§ **REQUIRED ACTIONS**:
**1.** From the report on the AstraZeneca antibody injection for COVID-19, return the passage that begins at the words "Participants will be" and ends after the words "therapies for COVID-19.", copied verbatim.
**2.** Say whether each statement agrees with the report on the AstraZeneca antibody injection for COVID-19. Answer yes or no, and quote the deciding words of the report. (a) The PROVENT trial involved about 5200 unvaccinated adults. (b) The TACKLE study tested a 300mg dose of the therapy. (c) Results from the two phase III trials have already appeared in a peer-reviewed journal.

§ **PASSAGE FOR REVIEW**:
An antibody injection developed by AstraZeneca provides robust protection against severe COVID-19, potentially providing a prophylactic for people who fail to respond to vaccination, new data show.

The company has announced that the long-acting therapy, dubbed AZD7442, could be used for the prevention or for treatment of mild disease and could be particularly useful for severely immunocompromised patients.

The therapy is derived from antibody immune B-cells from those who have recovered from SARS-CoV-2 infection.

Results from two phase III trials — dubbed PROVENT and TACKLE — which are yet to be published in a peer-reviewed journal, suggest the therapy protects against severe disease and death for at least six-to-nine months following administration.

“These compelling results give me confidence that this long-acting antibody combination can provide my vulnerable patients with the long-lasting protection they urgently need to finally return to their everyday lives,” said principal investigator Professor Hugh Montgomery, from University College London in the UK.

In the PROVENT pre-exposure prophylaxis trial, the researchers assessed the efficacy and safety of a single 300mg intramuscular injection of AZD7442 in some 5200 unvaccinated adults, three-quarters of whom had comorbidities that put them at high risk of disease.

Compared with placebo, the therapy reduced the risk of developing symptomatic COVID-19 by 83% over a median six months’ follow-up

The TACKLE study investigated a 600mg dose of the biologic as a treatment in 900 high-risk patients with mild-to-moderate COVID-19 disease.

The investigators found that AZD7442 slashed the risk of severe COVID-19 or death from any cause by 88% versus placebo.

In both trials, the treatment was well tolerated and with no new safety issues identified.

Participants will be followed for 15 months, but the primary analyses suggest that protection against COVID-19 lasts for at least six or nine months in the PROVENT and TACKLE trials, respectively.

Melbourne immunologist Associate Professor Mark Hew said that although questions remained, the news signalled the advent of more advanced therapies for COVID-19.

[Dataset entries]

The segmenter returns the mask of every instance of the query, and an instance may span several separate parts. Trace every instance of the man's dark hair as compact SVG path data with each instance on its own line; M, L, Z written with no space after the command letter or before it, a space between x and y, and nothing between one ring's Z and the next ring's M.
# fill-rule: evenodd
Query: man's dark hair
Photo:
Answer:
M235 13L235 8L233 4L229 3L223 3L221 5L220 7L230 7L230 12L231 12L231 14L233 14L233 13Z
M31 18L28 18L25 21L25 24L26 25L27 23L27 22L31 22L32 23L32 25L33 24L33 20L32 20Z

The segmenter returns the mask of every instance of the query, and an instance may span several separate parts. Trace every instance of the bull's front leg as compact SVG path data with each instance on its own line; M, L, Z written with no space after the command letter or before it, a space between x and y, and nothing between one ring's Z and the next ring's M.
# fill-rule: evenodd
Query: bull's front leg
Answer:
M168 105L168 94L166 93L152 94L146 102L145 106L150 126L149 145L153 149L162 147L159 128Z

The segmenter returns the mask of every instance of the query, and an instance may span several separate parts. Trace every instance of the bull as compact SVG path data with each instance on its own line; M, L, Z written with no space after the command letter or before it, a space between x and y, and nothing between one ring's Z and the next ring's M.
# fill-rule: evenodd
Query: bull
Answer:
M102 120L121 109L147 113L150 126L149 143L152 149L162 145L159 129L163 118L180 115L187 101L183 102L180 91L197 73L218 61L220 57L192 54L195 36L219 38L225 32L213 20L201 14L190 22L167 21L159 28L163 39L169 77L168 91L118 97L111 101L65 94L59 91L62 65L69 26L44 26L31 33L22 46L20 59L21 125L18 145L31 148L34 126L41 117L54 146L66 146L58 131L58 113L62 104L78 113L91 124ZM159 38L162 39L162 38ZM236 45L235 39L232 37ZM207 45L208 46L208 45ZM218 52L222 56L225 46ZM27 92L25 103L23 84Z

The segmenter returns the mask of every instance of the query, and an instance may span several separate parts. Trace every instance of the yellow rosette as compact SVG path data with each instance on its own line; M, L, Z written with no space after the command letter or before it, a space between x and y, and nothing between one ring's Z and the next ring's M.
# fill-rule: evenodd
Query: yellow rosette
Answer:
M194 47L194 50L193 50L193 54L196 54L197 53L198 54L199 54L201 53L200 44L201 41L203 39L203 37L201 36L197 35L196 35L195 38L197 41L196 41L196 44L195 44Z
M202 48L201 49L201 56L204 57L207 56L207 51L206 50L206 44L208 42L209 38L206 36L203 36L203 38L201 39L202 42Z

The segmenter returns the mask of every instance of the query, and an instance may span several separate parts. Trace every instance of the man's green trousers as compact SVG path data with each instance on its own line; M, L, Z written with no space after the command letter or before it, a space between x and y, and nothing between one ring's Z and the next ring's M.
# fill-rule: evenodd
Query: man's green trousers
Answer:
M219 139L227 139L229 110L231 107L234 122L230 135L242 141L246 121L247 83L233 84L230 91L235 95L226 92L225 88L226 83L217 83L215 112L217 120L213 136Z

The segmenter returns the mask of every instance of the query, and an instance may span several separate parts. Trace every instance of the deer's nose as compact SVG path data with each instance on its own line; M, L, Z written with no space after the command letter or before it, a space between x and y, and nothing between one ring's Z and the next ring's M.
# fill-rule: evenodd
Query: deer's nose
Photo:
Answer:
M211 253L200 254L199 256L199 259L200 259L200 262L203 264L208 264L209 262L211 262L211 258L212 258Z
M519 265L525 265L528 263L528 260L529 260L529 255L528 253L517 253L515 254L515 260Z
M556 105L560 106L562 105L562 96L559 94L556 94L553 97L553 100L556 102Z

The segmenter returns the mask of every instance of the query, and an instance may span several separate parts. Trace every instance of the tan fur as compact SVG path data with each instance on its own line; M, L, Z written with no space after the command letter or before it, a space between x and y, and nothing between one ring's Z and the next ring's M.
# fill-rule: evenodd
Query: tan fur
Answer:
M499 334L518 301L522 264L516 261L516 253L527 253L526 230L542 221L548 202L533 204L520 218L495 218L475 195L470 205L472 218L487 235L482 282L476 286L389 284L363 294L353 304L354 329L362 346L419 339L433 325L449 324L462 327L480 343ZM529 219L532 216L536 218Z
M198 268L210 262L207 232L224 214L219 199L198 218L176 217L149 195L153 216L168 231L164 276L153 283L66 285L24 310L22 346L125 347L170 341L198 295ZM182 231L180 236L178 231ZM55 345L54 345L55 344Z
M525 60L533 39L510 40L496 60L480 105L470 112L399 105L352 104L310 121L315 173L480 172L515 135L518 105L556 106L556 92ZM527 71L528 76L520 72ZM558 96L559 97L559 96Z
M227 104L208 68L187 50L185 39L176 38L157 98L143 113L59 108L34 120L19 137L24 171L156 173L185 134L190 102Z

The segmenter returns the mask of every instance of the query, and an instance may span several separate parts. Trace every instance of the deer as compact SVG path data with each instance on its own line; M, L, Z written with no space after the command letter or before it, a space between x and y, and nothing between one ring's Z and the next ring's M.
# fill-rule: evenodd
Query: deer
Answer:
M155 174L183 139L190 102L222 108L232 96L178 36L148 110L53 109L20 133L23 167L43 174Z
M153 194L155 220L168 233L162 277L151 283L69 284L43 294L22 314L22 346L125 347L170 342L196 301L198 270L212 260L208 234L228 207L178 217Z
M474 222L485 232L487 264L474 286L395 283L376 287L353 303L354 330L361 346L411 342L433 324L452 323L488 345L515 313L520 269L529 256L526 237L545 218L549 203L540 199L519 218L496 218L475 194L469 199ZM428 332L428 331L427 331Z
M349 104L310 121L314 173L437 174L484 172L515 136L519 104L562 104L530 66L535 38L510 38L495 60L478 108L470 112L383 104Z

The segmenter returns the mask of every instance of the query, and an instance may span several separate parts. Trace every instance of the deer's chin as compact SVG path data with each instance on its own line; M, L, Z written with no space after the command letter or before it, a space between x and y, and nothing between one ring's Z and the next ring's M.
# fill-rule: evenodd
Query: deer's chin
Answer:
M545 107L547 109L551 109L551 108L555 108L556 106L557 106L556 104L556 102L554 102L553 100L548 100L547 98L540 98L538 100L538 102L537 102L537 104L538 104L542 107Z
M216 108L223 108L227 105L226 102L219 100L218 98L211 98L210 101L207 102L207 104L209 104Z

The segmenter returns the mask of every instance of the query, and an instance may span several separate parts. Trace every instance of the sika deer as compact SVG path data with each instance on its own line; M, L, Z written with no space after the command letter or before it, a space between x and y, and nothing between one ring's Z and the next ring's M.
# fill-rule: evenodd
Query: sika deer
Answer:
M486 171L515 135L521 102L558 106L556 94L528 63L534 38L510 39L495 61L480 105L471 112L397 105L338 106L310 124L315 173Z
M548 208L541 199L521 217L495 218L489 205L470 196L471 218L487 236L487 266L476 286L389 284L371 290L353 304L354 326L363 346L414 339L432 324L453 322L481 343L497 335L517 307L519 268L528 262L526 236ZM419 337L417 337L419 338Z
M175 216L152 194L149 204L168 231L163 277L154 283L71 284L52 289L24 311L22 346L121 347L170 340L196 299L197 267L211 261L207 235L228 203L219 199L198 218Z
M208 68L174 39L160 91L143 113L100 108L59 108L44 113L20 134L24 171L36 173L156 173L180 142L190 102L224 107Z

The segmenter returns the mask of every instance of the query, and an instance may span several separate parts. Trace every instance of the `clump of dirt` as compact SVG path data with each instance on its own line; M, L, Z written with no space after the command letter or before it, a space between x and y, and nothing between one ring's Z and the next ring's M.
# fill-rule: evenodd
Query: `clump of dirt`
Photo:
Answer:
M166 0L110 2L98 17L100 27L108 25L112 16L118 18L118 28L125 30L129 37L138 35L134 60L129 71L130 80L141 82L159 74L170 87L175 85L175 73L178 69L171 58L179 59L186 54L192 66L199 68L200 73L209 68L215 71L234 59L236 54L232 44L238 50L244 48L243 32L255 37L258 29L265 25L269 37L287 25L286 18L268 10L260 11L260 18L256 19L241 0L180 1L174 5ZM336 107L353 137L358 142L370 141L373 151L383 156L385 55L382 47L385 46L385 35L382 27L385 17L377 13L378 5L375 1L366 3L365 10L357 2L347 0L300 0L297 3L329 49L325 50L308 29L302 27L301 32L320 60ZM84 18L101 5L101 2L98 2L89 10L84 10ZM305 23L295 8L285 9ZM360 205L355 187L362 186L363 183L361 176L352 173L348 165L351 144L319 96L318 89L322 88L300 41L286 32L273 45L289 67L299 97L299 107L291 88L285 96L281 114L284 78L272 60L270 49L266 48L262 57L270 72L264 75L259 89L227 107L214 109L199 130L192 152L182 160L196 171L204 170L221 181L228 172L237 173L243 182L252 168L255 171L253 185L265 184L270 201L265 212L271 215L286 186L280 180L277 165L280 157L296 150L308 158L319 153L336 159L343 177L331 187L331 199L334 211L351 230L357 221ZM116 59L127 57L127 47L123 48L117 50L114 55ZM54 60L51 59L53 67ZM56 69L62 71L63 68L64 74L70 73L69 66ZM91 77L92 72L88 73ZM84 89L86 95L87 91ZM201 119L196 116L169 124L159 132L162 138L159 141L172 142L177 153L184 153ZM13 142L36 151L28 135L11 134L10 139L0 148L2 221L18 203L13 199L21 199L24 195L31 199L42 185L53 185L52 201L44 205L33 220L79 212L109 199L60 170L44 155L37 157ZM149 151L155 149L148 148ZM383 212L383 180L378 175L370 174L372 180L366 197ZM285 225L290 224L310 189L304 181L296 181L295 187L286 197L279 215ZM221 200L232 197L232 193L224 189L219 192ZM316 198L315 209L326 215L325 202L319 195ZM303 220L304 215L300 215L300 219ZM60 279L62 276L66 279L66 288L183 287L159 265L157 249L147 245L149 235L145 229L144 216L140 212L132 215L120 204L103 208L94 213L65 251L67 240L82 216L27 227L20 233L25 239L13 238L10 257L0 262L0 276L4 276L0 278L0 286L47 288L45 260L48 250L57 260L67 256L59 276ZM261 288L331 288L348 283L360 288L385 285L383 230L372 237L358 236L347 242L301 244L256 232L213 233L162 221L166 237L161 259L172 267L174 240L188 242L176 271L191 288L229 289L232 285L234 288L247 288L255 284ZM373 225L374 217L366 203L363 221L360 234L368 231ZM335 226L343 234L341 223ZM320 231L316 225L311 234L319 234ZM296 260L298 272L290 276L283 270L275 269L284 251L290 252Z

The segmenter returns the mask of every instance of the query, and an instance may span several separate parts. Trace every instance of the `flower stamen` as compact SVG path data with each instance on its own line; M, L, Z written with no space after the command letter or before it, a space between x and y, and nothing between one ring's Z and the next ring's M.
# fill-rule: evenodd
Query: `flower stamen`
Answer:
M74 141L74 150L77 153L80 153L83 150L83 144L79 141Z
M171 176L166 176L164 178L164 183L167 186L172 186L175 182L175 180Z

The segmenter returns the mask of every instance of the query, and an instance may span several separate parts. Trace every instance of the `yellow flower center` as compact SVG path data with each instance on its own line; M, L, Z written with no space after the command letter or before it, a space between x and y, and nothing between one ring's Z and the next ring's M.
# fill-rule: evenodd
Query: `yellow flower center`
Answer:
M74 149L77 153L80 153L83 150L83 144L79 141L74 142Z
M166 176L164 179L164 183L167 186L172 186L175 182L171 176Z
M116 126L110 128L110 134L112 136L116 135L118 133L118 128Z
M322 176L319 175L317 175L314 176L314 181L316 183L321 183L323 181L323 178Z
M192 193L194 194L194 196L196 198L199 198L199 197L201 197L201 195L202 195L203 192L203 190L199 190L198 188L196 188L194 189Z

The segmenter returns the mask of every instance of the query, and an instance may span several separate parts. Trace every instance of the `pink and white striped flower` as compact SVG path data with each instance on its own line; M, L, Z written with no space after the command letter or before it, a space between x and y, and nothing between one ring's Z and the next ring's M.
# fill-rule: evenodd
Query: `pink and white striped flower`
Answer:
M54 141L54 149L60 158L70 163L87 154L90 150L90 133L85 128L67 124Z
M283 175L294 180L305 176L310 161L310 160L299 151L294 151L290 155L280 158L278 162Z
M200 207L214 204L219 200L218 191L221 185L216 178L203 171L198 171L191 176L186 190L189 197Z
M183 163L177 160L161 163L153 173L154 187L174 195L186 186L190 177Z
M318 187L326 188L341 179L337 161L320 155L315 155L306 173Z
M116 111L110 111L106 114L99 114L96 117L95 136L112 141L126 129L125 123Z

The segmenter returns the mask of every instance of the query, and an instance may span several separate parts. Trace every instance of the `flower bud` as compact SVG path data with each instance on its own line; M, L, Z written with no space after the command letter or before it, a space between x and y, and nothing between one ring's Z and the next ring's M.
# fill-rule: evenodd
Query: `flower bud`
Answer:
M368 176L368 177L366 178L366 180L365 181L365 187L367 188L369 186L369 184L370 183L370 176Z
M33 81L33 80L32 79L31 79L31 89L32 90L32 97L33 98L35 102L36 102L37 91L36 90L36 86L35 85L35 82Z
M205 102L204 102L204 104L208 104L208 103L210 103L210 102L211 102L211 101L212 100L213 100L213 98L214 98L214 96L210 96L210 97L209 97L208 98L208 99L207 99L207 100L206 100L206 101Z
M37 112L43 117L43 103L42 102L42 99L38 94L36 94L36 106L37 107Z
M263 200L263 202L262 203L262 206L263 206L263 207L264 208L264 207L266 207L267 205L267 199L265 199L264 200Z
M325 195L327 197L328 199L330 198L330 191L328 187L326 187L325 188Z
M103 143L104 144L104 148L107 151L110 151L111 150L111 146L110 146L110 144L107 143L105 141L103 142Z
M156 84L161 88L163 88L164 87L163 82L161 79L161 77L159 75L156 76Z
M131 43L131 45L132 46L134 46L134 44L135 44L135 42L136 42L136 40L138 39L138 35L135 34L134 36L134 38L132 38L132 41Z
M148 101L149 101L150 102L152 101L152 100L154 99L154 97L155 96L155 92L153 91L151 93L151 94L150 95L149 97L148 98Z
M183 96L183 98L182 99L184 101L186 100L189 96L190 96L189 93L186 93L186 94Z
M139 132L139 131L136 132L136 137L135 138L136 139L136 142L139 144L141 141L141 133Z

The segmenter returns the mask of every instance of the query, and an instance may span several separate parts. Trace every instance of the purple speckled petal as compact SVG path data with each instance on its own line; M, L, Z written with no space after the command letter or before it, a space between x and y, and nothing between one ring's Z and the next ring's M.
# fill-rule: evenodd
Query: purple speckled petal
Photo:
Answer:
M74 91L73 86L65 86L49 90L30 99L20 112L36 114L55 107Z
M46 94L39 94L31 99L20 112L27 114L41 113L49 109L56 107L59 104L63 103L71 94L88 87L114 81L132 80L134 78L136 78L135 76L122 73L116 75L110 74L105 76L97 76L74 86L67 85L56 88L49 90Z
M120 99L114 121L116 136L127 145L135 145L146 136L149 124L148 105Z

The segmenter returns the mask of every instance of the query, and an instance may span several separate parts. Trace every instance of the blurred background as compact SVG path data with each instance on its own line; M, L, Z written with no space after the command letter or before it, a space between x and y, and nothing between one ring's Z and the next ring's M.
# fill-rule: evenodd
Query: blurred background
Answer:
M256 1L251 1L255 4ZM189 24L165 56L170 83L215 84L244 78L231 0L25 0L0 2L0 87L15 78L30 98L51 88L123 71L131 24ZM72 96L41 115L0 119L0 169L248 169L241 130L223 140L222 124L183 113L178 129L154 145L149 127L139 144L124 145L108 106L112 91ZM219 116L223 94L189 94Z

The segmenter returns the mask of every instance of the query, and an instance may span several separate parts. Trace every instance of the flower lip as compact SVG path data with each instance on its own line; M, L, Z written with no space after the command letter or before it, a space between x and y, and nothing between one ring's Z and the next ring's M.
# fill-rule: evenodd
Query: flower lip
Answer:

§ **ANSWERS TO EACH TASK**:
**1.**
Participants will be followed for 15 months, but the primary analyses suggest that protection against COVID-19 lasts for at least six or nine months in the PROVENT and TACKLE trials, respectively.

Melbourne immunologist Associate Professor Mark Hew said that although questions remained, the news signalled the advent of more advanced therapies for COVID-19.

**2.**
(a) Yes: "some 5200 unvaccinated adults"
(b) No: "a 600mg dose of the biologic"
(c) No: "which are yet to be published in a peer-reviewed journal"